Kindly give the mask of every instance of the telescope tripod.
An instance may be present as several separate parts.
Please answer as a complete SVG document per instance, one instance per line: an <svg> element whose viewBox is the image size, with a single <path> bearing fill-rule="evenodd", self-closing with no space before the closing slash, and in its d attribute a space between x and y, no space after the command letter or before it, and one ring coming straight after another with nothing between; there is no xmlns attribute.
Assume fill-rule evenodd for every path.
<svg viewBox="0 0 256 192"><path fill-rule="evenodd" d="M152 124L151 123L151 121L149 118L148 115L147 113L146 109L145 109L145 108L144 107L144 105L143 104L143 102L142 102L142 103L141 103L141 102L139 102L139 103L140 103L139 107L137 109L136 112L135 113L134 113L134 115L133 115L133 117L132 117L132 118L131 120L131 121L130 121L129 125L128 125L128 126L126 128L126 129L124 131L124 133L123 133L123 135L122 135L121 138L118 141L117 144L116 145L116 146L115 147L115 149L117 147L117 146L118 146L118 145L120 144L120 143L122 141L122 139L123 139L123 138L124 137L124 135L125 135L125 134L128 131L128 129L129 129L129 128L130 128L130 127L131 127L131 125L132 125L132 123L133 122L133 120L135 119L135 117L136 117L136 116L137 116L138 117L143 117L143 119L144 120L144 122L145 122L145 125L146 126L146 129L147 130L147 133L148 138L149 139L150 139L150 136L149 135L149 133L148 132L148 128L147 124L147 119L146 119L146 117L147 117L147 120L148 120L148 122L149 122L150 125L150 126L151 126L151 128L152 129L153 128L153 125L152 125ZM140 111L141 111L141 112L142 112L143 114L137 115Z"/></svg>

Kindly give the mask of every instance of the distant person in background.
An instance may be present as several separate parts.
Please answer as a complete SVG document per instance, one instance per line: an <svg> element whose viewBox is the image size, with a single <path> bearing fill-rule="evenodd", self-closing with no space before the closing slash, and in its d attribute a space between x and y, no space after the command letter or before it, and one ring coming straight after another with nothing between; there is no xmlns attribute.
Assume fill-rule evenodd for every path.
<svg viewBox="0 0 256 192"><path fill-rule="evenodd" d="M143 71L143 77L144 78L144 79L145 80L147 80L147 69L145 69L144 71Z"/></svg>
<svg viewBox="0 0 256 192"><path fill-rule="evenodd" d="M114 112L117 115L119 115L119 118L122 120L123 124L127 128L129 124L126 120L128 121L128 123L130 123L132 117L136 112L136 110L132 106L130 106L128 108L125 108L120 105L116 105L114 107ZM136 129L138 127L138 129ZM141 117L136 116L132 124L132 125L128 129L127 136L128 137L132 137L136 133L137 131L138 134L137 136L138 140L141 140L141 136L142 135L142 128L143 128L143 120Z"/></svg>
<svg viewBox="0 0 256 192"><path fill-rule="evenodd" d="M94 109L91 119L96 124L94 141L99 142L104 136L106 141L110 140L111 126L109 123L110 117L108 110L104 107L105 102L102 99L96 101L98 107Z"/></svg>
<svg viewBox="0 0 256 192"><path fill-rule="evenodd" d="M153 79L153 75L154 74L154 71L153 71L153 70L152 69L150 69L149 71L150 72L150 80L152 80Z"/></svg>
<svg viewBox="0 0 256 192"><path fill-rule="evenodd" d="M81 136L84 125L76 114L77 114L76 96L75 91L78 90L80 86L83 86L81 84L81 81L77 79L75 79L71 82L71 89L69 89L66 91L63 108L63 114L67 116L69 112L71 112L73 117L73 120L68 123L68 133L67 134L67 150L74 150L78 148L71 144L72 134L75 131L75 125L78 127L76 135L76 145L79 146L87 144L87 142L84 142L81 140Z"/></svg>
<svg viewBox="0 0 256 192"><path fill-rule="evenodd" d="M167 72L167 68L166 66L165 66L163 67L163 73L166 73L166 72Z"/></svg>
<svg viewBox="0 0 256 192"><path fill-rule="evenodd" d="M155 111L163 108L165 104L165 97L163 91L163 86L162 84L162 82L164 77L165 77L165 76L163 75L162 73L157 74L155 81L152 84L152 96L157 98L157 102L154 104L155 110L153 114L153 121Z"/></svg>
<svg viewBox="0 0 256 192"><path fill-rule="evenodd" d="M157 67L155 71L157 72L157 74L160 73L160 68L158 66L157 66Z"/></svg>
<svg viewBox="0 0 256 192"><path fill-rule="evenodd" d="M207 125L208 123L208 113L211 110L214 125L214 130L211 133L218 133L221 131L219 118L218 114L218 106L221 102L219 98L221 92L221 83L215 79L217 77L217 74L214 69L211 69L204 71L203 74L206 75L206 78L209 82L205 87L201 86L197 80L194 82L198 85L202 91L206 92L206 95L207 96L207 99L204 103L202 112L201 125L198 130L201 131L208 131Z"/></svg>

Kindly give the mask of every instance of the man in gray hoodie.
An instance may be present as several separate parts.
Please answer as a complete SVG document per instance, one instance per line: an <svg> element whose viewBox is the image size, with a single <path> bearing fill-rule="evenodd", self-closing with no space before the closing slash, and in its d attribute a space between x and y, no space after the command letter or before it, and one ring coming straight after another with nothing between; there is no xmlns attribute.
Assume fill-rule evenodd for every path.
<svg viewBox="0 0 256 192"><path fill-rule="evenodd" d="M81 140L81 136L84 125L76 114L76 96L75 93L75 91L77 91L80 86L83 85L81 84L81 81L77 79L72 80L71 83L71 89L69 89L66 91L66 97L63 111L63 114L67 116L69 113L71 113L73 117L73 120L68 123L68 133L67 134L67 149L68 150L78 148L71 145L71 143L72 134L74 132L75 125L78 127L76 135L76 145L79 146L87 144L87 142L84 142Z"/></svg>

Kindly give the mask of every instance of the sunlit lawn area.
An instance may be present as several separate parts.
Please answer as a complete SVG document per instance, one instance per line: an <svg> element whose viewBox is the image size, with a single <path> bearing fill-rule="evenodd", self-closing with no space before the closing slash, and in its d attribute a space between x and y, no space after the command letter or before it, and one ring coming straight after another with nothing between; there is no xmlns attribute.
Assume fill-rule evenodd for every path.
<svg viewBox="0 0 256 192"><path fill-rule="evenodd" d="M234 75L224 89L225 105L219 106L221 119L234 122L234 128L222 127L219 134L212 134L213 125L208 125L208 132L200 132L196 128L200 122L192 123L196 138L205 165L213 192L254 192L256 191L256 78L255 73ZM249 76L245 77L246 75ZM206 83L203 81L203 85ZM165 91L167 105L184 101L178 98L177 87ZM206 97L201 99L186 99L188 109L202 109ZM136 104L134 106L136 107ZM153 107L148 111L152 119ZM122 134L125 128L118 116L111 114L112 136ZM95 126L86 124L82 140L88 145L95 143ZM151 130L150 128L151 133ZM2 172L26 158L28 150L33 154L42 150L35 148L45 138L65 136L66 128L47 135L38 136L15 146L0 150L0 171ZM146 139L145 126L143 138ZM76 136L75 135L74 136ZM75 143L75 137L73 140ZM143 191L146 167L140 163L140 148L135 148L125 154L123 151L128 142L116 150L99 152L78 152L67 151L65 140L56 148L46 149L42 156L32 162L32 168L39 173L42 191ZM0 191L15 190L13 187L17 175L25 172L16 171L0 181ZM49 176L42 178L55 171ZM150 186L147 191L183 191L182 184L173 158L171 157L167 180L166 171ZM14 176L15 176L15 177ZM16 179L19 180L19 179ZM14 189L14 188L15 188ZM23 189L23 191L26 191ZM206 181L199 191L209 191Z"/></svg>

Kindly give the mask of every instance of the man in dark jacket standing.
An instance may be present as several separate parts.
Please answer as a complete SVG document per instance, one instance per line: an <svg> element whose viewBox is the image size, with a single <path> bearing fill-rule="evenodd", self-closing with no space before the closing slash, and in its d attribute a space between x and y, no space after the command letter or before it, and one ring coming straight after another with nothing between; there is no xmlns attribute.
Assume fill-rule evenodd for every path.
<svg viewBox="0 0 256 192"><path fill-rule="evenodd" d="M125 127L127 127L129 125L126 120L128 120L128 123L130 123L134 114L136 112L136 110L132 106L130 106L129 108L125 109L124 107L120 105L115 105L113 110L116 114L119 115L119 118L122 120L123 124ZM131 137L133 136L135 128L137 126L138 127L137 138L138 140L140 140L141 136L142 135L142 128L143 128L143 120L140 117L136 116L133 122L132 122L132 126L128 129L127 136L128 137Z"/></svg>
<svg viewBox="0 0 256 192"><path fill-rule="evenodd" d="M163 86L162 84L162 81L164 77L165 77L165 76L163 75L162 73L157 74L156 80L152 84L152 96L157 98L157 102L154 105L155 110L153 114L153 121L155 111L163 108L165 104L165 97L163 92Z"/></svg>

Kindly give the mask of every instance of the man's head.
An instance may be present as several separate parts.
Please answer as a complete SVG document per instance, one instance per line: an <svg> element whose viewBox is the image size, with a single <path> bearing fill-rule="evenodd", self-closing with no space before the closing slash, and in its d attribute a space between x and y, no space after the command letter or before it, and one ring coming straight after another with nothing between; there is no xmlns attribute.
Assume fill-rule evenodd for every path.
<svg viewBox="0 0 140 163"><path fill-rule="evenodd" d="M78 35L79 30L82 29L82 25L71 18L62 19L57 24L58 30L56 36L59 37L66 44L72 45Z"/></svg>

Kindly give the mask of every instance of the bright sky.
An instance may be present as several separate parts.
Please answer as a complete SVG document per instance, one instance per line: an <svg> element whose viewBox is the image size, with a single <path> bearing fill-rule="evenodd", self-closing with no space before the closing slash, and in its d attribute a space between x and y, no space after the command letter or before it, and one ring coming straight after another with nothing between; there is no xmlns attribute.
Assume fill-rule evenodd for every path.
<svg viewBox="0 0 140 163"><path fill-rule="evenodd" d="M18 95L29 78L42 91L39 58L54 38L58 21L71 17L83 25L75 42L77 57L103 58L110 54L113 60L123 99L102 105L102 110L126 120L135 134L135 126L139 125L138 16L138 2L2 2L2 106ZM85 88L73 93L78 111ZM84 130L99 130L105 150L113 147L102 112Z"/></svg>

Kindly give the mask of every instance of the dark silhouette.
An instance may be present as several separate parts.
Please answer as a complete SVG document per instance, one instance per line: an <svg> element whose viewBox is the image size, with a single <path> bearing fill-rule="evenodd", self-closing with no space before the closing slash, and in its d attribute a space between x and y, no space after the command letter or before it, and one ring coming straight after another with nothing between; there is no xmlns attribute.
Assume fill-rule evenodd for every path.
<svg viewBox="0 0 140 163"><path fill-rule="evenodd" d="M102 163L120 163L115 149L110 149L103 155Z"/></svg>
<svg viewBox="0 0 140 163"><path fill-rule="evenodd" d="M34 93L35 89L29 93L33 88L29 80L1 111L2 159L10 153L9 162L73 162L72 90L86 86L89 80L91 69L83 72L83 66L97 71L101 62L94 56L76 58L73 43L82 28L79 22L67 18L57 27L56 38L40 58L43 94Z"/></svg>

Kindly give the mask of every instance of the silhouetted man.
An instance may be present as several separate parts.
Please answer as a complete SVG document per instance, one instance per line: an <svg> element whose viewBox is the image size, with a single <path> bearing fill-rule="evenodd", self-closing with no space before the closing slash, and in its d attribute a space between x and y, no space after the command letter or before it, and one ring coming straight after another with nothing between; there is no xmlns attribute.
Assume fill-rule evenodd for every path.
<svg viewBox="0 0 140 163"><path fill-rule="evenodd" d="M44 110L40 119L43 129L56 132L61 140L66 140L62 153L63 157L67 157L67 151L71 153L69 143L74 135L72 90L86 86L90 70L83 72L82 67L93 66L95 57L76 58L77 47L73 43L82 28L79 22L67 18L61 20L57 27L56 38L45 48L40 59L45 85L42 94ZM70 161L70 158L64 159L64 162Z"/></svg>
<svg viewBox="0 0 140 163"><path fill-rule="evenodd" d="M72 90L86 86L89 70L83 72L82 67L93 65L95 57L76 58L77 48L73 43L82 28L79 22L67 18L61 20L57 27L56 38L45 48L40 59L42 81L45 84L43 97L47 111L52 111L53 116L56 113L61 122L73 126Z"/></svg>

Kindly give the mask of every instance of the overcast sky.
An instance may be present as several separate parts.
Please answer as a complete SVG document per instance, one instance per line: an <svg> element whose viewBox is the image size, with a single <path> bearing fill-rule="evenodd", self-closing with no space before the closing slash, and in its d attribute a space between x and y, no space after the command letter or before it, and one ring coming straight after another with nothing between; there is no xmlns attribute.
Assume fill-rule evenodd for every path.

........

Task instructions:
Extract every line from the one containing "Kindly give the mask of every instance of the overcast" to the end of the entries, including both of those lines, exactly as given and with nothing added.

Solved exercise:
Kindly give the mask of every instance of the overcast sky.
An instance may be present as several separate parts.
Please answer as a complete SVG document per instance, one instance per line: an <svg> element whose viewBox is the image size, with a single <path> bearing fill-rule="evenodd", self-closing with no space before the closing slash, and in its d attribute a space between x and y, no space after the command letter or before it, and one ring coming straight after another with nothing between; there is no xmlns attribute.
Assume fill-rule evenodd for every path.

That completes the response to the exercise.